:: ENTRIES SUPPLIED ::

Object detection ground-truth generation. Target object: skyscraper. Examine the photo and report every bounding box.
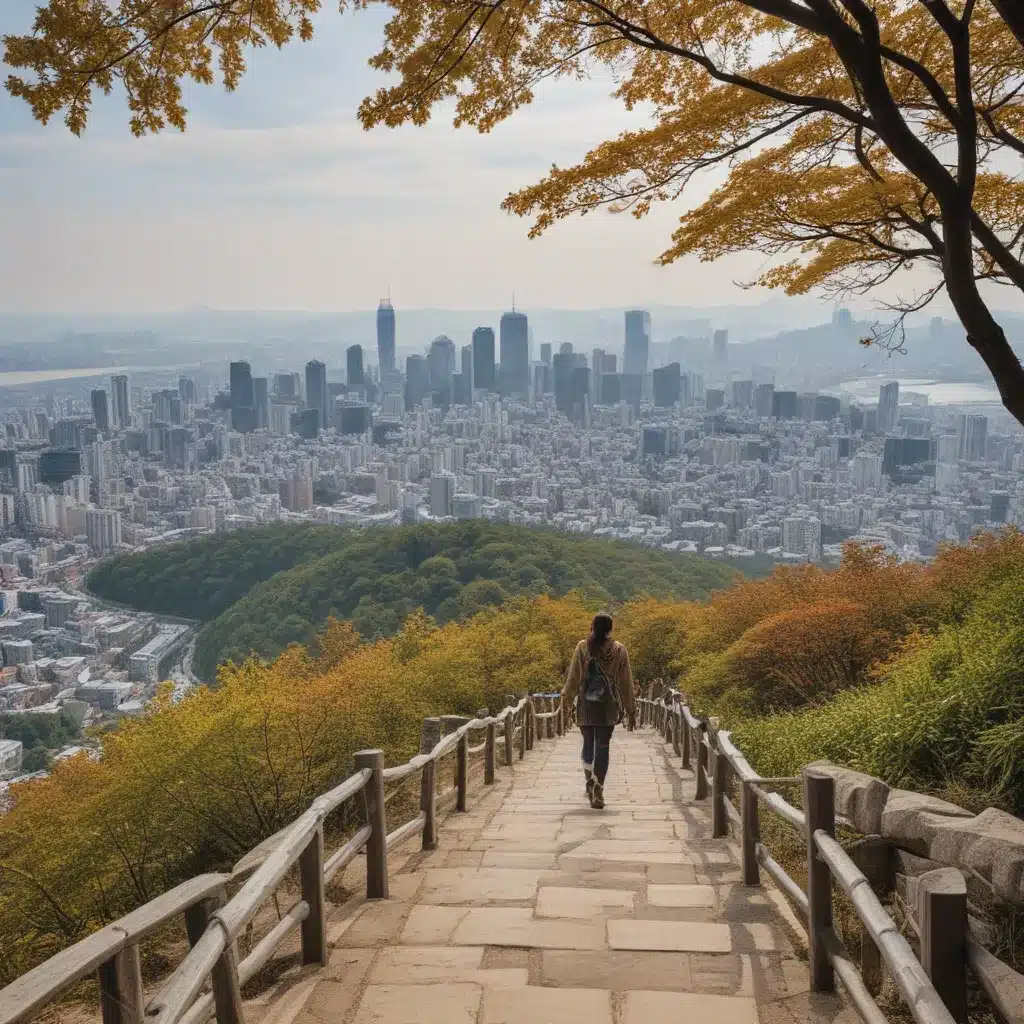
[653,363,681,408]
[472,327,496,392]
[461,344,473,393]
[623,310,650,376]
[569,366,590,424]
[347,344,364,391]
[229,362,256,433]
[377,300,396,376]
[553,352,574,415]
[713,329,729,363]
[754,383,774,418]
[178,376,197,407]
[428,336,456,388]
[91,389,110,432]
[878,381,900,432]
[274,372,300,399]
[253,377,270,429]
[110,374,131,429]
[540,343,552,366]
[304,360,328,431]
[499,311,530,397]
[958,413,988,461]
[405,355,431,409]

:: WORK REQUIRED ::
Give back the whole listing exactly as it stands. No pictures belong in the copy.

:: EXERCISE ANSWER ::
Object detection ground-truth generation. Target object: skyscraper. Examine the photo and report every bounding box.
[653,363,681,408]
[472,327,496,392]
[461,344,473,393]
[623,310,650,376]
[569,366,590,424]
[347,344,364,391]
[229,362,256,433]
[377,300,396,376]
[553,352,574,415]
[713,329,729,363]
[754,383,774,418]
[178,376,197,407]
[428,336,456,388]
[91,389,110,432]
[878,381,900,432]
[274,372,300,399]
[253,377,270,429]
[110,374,131,429]
[540,343,552,366]
[304,360,328,431]
[499,311,530,397]
[958,413,988,461]
[405,355,431,409]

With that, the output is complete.